--- What you need to do ---
Report each line in the items below that contains the string "running", copying the line whole. Matching is case-sensitive.

>>>>>

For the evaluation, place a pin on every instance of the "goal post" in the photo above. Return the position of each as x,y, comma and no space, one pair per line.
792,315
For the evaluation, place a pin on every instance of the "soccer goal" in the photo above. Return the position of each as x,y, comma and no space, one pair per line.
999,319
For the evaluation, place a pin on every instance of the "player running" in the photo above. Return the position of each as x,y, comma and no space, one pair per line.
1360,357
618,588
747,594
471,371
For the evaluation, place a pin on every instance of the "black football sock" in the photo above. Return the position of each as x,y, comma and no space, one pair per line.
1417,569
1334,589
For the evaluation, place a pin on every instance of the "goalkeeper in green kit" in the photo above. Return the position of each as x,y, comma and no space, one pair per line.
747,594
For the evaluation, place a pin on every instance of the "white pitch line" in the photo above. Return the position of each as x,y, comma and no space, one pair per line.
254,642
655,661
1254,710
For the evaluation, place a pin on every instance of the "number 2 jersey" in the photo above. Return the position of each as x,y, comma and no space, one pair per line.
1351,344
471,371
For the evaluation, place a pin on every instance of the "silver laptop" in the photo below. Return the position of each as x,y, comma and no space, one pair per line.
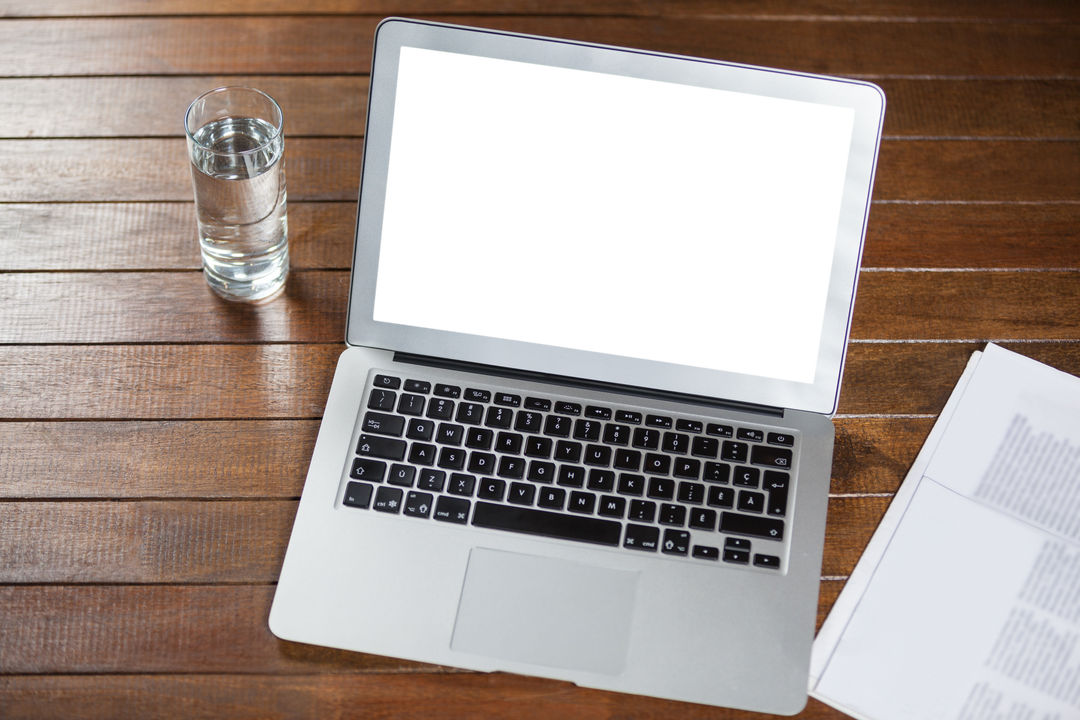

<<<<<

--- Final answer ---
For the evaluation, place a pin on every instance of the "player running" in the photo above. Return the position of each as x,y, comma and no space, one pair per line.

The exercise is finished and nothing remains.